## Exercise brief
Please restate the following records word for word.

## Data supplied
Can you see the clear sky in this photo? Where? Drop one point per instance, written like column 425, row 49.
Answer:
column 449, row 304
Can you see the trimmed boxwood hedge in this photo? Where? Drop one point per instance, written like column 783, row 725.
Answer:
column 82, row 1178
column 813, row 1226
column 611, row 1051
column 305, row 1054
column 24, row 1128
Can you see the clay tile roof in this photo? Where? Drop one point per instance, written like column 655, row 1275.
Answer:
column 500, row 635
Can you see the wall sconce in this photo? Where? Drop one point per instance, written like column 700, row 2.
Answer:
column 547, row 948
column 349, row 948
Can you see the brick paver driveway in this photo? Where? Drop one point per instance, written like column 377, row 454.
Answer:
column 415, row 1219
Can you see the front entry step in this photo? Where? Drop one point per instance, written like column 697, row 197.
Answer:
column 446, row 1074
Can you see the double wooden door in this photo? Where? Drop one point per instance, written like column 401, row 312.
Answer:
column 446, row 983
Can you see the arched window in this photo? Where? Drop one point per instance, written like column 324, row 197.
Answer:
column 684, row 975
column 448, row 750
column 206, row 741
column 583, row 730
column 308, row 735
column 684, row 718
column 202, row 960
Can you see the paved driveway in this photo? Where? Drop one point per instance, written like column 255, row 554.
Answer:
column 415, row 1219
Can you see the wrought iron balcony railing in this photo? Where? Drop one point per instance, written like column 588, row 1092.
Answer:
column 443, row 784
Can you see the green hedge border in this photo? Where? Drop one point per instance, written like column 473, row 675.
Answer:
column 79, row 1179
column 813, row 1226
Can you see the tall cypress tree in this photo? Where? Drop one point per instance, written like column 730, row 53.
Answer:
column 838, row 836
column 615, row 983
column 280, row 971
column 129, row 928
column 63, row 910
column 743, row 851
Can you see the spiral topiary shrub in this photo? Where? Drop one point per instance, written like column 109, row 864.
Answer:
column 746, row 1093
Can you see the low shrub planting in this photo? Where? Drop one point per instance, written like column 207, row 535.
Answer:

## Output of the exercise
Can you see the clear sky in this photo? Where? Drop one point per instance, written like column 425, row 49.
Answer:
column 449, row 304
Can you see the trimmed boxwood hedge in this photo? Where? Drop one point per instance, written like column 783, row 725.
Answer:
column 82, row 1178
column 813, row 1226
column 611, row 1051
column 305, row 1054
column 24, row 1128
Can you see the clay tile roof in this photo? Where? Drop one point per instance, written like column 655, row 1275.
Answer:
column 500, row 635
Can you see the wall sconce in this photo? Where? Drop one point per instance, written like column 700, row 2.
Answer:
column 547, row 948
column 349, row 948
Can you see the brick paver driveway in this photo? Where? Drop one point per instance, written like column 377, row 454.
Answer:
column 415, row 1219
Can you see the front entry step in this photo? Where? Drop one point per instance, written like column 697, row 197.
Answer:
column 446, row 1074
Can you see the double wooden door in this photo? Where? Drop one point per instance, written like column 401, row 312.
Answer:
column 446, row 983
Can you see the arched window in this photo? Where? Drop one point per instance, written like column 324, row 197.
Answer:
column 684, row 975
column 448, row 750
column 206, row 741
column 583, row 730
column 308, row 735
column 684, row 718
column 202, row 960
Can you see the paved driveway in this photo? Where? Drop one point per instance, written like column 255, row 554.
Answer:
column 415, row 1219
Can you see the wrought iron balcony railing in this photo? Where? Drop one point per instance, written like column 588, row 1092.
Answer:
column 443, row 784
Can you see the green hedge border in this photo? Where? Drop one point per instance, written like column 473, row 675.
Answer:
column 79, row 1179
column 813, row 1226
Can you see the tall cypress tree in this photo? Where? Drop one point per instance, written like column 730, row 53.
Answer:
column 838, row 836
column 615, row 983
column 280, row 971
column 129, row 928
column 63, row 910
column 743, row 851
Can you see the spiral topiary shrub in this photo? Where? Drop one point per instance, written like column 109, row 864.
Answer:
column 746, row 1093
Can you see the low shrub planting in this photo? Where? Drop one point per instance, written like column 207, row 535.
Answer:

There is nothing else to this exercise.